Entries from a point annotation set
⁂

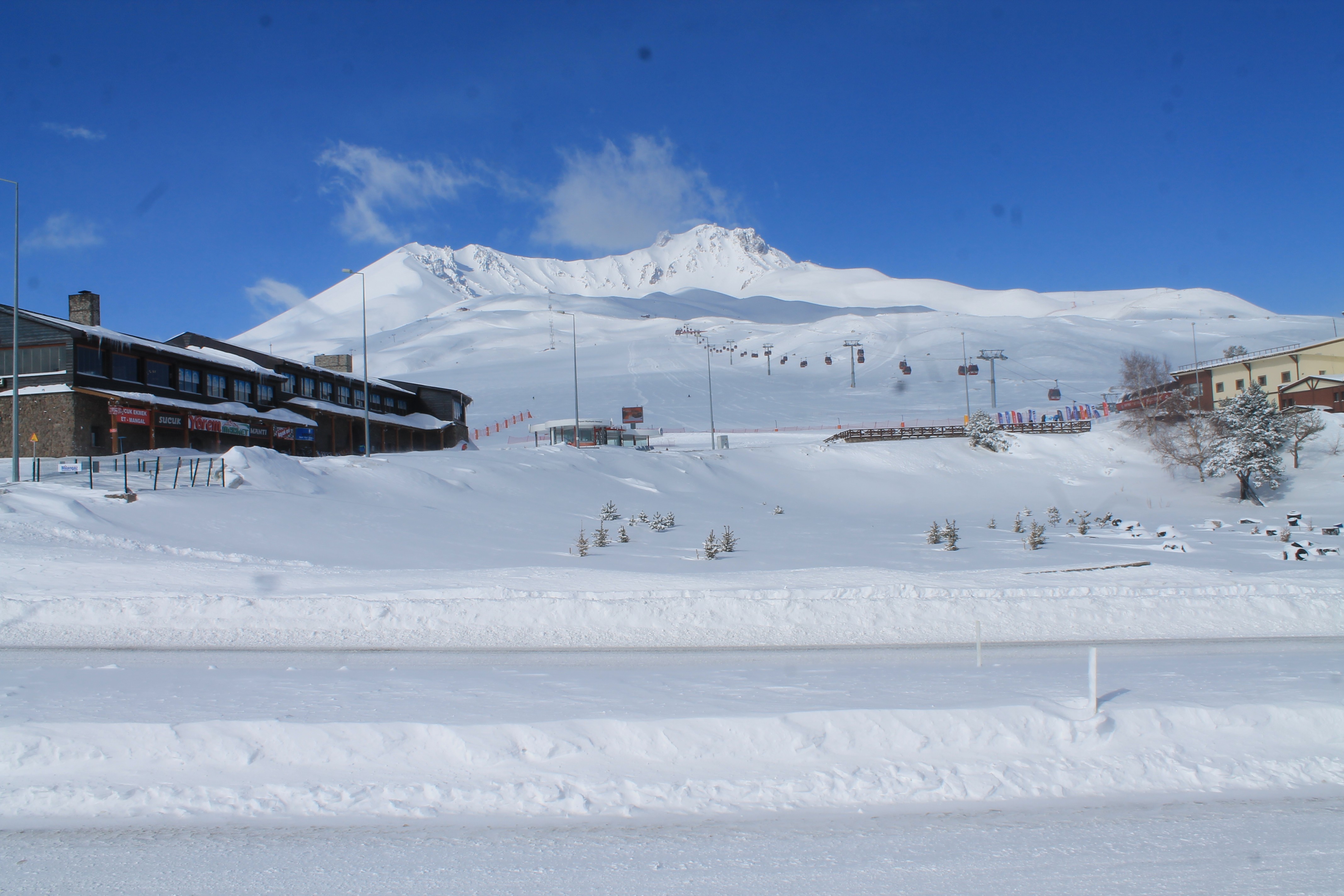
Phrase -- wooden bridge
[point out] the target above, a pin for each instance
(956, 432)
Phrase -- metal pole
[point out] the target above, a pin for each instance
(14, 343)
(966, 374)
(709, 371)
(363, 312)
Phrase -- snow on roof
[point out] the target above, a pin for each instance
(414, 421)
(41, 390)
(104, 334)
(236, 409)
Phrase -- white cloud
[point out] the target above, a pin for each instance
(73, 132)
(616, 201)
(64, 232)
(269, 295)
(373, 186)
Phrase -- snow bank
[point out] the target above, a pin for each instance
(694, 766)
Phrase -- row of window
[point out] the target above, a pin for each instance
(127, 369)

⁂

Reproduce everything from the line containing "Phrase -- snow bank" down to the end of the material, renaming "snow bank" to "snowdrift" and keeping everything else unchanged.

● Written answer
Phrase -- snowdrift
[point out] the target above, a pin for each instance
(694, 766)
Phrase -- row of window
[point out] the target above, a pin for each instance
(127, 369)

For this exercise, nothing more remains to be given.